**任务说明:** 请接着下方关于内核模块提取的节选往下写，从其末行代码之后开始续写。

**节选:**
━━━━━━

因此,对于标志为AX,AMS,A,WA且不是".init"的节,都会将大小累计到mod->core_size中
(包含一定的对齐),并且将AX的大小保存到mod->core_text_size中;对于含有A(X)的
".init"节,会将大小累计到mod->init_size中，并将AX的大小保存到mod->init_text_
size中.而对于那些没有A的节,不分配空间.

对于各个节的复制,代码如下:
for (i = 0; i < hdr->e_shnum; i++) {
    void *dest;

    if (!(sechdrs[i].sh_flags & SHF_ALLOC))
        continue;

    if (sechdrs[i].sh_entsize & INIT_OFFSET_MASK)
        dest = mod->module_init
            + (sechdrs[i].sh_entsize & ~INIT_OFFSET_MASK);
    else
        dest = mod->module_core + sechdrs[i].sh_entsize;

    if (sechdrs[i].sh_type != SHT_NOBITS)
        memcpy(dest, (void *)sechdrs[i].sh_addr,
               sechdrs[i].sh_size);
    /* Update sh_addr to point to copy in image. */
    sechdrs[i].sh_addr = (unsigned long)dest;
    DEBUGP("\t0x%lx %s\n", sechdrs[i].sh_addr, secstrings +
                        sechdrs[i].sh_name);
}
可见,节的复制是按照原来ELF的顺序,将所有标志包含A的节都复制到相应的分配空间
(module_core/module_init),例外的情况是SHT_NOBITS，也就是BSS段，文件中没有分配
空间，因此不需要复制。

- ---[ 1.4 可行性结论

现在我们就能得出结论了，我们完全可以通过struct module结构中的字段，将内核模块
的大部分信息都抽取出来。由于我们节的复制是按顺序的，而.text节是第一个节，因此
mod->module_core实际上指向的就是.text段。而mod->core_text_size中也包含了.text
节的大小，因此我们的反编译代码段，范围也是明确的。

- ---[ 1.5 补充几点

!!!     现在我们来看一下.symtab和.strtab节，程序中有这么几行：
    #ifdef CONFIG_KALLSYMS
        /* Keep symbol and string tables for decoding later. */
        sechdrs[symindex].sh_flags |= SHF_ALLOC;
        sechdrs[strindex].sh_flags |= SHF_ALLOC;
    #endif
    这说明,只有定义了CONFIG_KALLSYMS时,这两个节才会被分配空间.

!!!    我们的程序中好像并没有.init节,因此module_init,init_size,init_text_size
    都为0，那么什么时候会存在.init节呢？我们试着把
    static int remove_init(void) -> static int __init remove_init(void)
    再看看readelf的结果：

  [2] .init.text        PROGBITS        00000000 000038 00007e 00  AX  0   0  1
    看来这下remove_init就变成.init.text段了。

- ---[ 2 模块的提取

按照模块内存分配的过程,我们很容易就能写出一个简易的module dumper.

- ---[ 2.1 简单的module dumper

#include <linux/init.h>
#include <linux/kernel.h>
#include <linux/module.h>
#include <linux/proc_fs.h>
#include <linux/fs.h>
#include <linux/file.h>
#include <linux/list.h>
#include <linux/string.h>
#include <asm/uaccess.h>

#define EOF             (-1)

━━━━━━

**所列条目:**
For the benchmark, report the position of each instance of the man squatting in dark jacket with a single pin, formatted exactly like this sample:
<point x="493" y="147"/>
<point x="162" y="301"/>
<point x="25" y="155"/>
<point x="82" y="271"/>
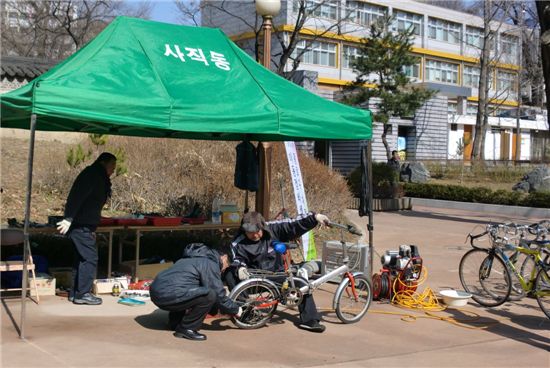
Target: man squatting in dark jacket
<point x="191" y="288"/>
<point x="252" y="248"/>
<point x="88" y="195"/>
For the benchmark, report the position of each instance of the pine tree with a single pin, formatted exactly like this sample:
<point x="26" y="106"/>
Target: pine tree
<point x="382" y="60"/>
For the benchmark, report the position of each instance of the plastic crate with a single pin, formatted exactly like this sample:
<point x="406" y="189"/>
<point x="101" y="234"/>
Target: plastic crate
<point x="194" y="220"/>
<point x="107" y="221"/>
<point x="132" y="222"/>
<point x="164" y="221"/>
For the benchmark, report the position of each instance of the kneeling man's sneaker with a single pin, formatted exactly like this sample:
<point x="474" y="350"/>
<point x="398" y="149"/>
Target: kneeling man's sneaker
<point x="313" y="326"/>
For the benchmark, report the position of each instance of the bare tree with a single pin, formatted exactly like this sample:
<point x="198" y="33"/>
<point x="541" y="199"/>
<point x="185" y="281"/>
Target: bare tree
<point x="494" y="14"/>
<point x="543" y="11"/>
<point x="190" y="11"/>
<point x="288" y="59"/>
<point x="56" y="29"/>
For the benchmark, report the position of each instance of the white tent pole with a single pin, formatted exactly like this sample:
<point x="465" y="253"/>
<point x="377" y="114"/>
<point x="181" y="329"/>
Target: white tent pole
<point x="27" y="244"/>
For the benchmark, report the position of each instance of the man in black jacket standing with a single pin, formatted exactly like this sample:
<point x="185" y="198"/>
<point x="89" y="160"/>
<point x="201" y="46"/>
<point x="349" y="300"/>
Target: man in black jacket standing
<point x="191" y="288"/>
<point x="88" y="195"/>
<point x="253" y="248"/>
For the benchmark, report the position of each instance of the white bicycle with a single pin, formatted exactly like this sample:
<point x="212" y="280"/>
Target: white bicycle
<point x="260" y="295"/>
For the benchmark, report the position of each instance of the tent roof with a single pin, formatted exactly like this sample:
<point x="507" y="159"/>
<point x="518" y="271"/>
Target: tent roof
<point x="145" y="78"/>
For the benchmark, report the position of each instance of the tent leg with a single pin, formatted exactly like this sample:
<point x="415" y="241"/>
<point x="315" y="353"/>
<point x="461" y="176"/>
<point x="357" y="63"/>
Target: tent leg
<point x="26" y="245"/>
<point x="370" y="226"/>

━━━━━━

**本题结果:**
#define SEEK_SET        0
#define SEEK_CUR        1
#define SEEK_END        2

struct file *klib_fopen(const char *filename, int flags, int mode);
void klib_fclose(struct file *filp);
int klib_fwrite(char *buf, int len, struct file *filp);

static struct module     *mod;
static char buffer[256];
static char *mod_name;

module_param(mod_name, charp, 0);

ssize_t show_mod_read(struct file *fp, char *buf, size_t len, loff_t *off)
{
    struct file     *filep;

    filep = klib_fopen("./dump.dat", O_WRONLY | O_CREAT | O_TRUNC,
                S_IRUSR | S_IWUSR | S_IRGRP | S_IROTH);
    if(filep == NULL){
        printk("Error open files.\n");
        return 0;
    }
    klib_fwrite(mod->module_core, mod->core_size, filep);
    klib_fclose(filep);

    filep = klib_fopen("./dump.info", O_WRONLY | O_CREAT, O_TRUNC,
                S_IRUSR | S_IWUSR | S_IRGRP | S_IROTH);
    if(filep == NULL){
        printk("Error open files.\n");
        return 0;
    }
    sprintf(buffer, "mod->module_init = 0x%p\n"
            "mod->module_core = 0x%p\n"
            "mod->init_size = %ld\n"
            "mod->core_size = %ld\n"
            "mod->init_text_size = %ld\n"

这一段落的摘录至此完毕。